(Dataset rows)
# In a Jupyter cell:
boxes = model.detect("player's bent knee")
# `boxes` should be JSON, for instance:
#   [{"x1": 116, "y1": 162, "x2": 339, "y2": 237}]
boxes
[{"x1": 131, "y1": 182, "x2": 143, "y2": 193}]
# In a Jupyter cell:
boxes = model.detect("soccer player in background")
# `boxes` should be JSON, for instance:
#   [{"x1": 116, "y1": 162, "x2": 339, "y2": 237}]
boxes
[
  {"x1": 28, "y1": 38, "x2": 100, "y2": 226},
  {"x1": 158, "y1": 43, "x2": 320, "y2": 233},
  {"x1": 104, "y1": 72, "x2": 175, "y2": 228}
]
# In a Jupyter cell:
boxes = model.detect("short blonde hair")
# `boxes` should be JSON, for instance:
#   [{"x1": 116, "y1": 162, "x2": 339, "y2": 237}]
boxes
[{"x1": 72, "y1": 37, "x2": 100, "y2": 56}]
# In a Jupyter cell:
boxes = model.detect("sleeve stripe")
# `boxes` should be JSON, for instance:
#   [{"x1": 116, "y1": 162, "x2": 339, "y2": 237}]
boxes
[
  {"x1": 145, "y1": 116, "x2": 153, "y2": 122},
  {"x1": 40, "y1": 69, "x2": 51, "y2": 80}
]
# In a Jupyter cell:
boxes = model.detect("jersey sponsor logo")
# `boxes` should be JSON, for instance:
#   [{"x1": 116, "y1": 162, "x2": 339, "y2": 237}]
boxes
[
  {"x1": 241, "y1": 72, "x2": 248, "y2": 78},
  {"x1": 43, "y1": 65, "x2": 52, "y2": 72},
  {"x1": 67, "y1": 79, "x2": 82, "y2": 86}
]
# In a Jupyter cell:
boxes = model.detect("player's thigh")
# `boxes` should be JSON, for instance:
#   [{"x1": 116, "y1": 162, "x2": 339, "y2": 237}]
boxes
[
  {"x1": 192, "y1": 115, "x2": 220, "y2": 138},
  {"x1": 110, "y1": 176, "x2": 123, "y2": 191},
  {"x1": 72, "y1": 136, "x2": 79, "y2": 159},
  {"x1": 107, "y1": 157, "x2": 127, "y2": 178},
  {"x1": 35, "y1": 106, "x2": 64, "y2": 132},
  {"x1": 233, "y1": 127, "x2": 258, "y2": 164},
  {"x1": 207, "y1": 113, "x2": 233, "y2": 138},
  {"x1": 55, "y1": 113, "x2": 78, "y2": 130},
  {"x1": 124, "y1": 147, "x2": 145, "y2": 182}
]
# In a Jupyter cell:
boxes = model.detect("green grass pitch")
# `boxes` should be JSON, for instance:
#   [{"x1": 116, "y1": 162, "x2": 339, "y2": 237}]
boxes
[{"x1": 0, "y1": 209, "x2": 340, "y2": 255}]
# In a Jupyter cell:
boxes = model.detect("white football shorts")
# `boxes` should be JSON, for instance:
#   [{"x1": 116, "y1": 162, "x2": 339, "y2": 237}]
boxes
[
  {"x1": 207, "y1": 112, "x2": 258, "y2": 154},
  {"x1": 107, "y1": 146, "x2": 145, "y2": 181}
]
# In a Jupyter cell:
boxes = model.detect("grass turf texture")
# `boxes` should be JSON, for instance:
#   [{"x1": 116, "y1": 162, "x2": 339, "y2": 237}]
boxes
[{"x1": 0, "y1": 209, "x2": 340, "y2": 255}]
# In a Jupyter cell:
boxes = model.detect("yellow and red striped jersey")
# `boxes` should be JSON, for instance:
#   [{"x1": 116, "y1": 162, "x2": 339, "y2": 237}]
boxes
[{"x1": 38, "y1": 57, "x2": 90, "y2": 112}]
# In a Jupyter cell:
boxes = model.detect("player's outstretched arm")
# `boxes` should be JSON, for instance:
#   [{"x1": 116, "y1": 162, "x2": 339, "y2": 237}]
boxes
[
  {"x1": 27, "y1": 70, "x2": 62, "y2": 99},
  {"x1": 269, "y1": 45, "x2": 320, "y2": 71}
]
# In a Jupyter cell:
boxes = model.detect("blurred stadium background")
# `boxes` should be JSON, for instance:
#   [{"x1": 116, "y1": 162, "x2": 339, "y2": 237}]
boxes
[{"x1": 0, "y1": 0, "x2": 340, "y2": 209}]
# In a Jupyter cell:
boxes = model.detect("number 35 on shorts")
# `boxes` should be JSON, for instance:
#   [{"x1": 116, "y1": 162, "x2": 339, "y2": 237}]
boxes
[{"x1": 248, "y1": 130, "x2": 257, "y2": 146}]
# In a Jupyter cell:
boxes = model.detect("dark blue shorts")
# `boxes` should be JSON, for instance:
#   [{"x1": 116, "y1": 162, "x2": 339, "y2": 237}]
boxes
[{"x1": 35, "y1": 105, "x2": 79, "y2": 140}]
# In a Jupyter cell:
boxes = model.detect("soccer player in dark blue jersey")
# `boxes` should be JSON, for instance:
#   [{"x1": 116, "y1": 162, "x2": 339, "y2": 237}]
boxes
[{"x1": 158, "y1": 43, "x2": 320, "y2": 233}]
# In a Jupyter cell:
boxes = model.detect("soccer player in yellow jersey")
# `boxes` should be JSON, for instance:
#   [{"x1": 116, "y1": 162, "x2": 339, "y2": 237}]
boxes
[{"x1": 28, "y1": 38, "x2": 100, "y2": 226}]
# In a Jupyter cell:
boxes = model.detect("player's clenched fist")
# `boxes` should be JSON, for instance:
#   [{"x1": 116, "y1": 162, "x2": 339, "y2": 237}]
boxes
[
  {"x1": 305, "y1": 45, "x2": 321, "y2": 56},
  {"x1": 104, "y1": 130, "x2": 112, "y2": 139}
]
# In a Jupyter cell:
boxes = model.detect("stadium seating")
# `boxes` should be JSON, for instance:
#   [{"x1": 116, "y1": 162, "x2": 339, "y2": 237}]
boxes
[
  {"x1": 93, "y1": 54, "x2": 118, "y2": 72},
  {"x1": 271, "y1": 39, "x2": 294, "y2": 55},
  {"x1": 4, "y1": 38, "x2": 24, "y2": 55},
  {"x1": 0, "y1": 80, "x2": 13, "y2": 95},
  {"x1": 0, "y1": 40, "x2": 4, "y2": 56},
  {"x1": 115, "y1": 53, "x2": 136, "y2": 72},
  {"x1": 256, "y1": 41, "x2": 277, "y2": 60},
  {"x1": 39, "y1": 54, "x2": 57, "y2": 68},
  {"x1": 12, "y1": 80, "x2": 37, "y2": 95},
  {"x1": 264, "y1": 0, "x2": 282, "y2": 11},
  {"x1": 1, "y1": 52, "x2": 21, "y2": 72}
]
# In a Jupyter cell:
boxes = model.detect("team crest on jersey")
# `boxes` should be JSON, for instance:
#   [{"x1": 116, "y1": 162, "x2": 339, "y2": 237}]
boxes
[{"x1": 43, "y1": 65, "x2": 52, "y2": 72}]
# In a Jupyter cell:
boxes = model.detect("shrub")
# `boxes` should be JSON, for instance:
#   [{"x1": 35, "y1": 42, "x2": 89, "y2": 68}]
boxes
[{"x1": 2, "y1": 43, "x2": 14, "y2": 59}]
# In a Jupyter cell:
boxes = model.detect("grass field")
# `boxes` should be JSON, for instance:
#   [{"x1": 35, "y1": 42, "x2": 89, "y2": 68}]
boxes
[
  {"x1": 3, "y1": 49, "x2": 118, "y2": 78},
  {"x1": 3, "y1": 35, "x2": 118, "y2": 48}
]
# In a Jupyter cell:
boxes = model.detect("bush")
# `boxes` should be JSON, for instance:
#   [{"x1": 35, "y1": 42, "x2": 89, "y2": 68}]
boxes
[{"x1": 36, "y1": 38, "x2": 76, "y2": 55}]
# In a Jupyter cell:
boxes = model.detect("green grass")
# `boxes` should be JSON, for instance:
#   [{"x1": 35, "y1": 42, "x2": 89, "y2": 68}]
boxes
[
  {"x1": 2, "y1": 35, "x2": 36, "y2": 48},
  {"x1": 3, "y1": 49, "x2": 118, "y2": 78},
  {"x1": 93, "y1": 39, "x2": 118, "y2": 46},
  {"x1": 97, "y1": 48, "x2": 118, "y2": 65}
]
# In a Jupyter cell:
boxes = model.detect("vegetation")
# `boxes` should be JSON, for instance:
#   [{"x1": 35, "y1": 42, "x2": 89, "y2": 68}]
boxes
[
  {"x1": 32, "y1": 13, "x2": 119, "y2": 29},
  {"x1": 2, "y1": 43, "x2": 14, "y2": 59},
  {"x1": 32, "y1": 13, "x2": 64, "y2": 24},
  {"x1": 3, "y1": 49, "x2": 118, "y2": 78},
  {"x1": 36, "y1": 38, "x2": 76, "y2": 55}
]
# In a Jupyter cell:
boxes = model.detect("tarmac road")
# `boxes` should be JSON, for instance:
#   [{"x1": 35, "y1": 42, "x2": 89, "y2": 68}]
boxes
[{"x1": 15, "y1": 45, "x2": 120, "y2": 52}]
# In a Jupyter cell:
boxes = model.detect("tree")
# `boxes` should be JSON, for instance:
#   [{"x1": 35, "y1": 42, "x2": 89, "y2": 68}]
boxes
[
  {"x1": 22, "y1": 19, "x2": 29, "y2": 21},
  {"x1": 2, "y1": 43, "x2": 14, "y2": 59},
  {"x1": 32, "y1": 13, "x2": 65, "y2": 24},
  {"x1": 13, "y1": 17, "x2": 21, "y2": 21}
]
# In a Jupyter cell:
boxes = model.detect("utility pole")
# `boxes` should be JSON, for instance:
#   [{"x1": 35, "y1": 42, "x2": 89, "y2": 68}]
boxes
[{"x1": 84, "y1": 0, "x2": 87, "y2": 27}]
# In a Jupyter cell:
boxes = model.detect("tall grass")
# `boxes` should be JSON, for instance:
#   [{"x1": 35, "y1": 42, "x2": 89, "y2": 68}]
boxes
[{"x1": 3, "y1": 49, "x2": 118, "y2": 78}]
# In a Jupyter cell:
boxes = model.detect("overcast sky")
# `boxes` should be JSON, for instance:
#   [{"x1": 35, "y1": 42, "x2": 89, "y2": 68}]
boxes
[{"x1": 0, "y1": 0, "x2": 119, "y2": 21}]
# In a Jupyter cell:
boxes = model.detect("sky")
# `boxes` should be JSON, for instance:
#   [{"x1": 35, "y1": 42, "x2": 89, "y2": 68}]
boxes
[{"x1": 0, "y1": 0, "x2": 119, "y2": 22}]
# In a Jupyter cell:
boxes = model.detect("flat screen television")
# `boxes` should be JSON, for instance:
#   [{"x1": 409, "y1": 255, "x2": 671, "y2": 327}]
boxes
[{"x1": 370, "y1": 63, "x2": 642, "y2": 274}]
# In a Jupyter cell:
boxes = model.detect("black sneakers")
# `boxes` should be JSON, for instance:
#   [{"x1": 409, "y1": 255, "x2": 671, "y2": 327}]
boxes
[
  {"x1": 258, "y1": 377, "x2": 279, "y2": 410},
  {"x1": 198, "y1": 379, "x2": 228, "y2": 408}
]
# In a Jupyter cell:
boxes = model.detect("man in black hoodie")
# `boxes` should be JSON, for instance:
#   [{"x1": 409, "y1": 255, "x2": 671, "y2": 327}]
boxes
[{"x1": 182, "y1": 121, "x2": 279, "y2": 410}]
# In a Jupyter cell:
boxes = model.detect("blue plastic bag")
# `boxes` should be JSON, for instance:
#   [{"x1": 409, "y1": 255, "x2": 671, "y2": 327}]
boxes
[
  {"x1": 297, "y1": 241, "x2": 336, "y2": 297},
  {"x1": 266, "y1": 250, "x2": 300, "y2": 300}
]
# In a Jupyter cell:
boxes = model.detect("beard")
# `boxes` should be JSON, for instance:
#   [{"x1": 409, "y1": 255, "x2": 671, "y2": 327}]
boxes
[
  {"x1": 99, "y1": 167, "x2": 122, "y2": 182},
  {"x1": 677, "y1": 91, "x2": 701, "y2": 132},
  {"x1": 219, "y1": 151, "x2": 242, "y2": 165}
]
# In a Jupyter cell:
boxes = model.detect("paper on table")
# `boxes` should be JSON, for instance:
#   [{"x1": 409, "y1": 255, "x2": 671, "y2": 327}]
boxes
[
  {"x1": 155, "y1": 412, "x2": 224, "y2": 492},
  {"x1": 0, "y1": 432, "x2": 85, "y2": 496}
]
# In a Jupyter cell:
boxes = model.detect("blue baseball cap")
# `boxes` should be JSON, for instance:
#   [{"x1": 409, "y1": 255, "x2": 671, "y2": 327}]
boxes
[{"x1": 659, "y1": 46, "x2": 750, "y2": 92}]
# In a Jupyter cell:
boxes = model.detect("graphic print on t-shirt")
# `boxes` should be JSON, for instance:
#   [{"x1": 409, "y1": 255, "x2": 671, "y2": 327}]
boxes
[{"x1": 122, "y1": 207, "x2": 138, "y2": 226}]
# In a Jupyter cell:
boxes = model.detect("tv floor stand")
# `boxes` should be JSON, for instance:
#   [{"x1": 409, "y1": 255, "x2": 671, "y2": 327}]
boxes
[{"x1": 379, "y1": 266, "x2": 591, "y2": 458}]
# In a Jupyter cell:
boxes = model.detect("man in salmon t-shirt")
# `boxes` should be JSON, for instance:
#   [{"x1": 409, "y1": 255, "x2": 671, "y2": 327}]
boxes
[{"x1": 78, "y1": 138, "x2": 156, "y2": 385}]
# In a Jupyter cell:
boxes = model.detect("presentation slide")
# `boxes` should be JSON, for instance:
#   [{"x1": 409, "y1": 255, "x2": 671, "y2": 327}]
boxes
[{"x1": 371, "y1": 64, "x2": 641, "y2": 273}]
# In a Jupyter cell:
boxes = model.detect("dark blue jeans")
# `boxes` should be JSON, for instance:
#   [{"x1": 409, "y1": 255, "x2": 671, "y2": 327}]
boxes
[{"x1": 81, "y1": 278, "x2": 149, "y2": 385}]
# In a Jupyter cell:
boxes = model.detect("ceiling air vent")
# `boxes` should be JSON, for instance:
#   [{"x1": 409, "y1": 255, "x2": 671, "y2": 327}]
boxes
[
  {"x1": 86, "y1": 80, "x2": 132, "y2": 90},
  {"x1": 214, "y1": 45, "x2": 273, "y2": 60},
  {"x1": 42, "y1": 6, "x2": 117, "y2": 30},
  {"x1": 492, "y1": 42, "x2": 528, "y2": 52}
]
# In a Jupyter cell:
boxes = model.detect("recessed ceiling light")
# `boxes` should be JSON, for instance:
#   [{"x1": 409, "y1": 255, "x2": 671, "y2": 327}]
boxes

■ **What you need to do**
Which lines of the listing contain the word "player"? Pull out every one of them, counting only matches with the same capitalization.

■ **Written solution**
boxes = model.detect("player's bent knee")
boxes = model.detect("soccer player in background")
boxes = model.detect("player's thigh")
boxes = model.detect("player's outstretched arm")
boxes = model.detect("soccer player in dark blue jersey")
boxes = model.detect("soccer player in yellow jersey")
boxes = model.detect("player's clenched fist")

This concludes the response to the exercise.